Every line below should be repeated exactly.

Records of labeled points
######

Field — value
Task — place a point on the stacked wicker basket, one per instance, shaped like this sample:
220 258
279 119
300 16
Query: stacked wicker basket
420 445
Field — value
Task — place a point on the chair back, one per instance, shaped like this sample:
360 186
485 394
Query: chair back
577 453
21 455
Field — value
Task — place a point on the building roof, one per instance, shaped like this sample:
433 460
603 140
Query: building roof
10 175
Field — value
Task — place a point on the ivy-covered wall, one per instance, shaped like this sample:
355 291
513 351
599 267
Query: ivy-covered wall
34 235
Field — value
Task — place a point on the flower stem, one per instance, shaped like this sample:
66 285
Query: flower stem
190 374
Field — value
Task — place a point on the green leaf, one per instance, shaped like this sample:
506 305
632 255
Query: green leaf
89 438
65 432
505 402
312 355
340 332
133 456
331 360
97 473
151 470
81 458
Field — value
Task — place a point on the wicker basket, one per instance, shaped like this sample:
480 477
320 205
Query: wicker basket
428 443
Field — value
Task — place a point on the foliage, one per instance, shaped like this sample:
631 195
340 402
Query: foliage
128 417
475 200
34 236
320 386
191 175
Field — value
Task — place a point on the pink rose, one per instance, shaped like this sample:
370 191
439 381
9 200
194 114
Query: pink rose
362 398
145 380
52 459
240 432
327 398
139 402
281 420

######

Response>
Field — value
Task — place a point on the stacked wicker basket, one per instance, shaped like this sample:
220 258
279 119
300 16
Query: stacked wicker basket
420 445
Field — value
Task — place a point on the chair back, one per instance, shaped like this sample:
360 186
485 394
Query: chair back
577 453
21 455
Field — value
Task — place a point on the building roof, one per instance, shaped like this sample:
433 460
603 140
Query: building roof
10 175
Field — value
Task — place a point on the ivy-covered wall, one per instance, shaped like this sample:
355 291
513 351
599 267
Query: ivy-covered wall
34 235
Field — value
Task — place a point on the flower stem, one per instance, shaped like this sample:
66 285
Query: flower stem
190 374
Field — value
Task — place a point on the green leaf, one per instance, shaped like this sample:
506 305
632 255
Query: green leaf
89 438
65 432
505 402
312 355
340 332
133 456
331 360
97 473
151 470
81 458
Field — value
Task — place a point on the wicker basket, one per instance, shaped like this sample:
480 477
320 205
Query: wicker basket
428 443
Field — value
Task — place a point on the foliage, one per instance, shaped like this sample:
631 195
340 402
Query: foliage
128 417
475 200
34 236
320 386
191 175
Field — value
Task — place a point on the pink rose, one per instance, shaped like this sample:
370 191
439 381
9 200
194 114
Query: pink rose
362 398
145 380
52 459
240 432
327 398
139 402
281 420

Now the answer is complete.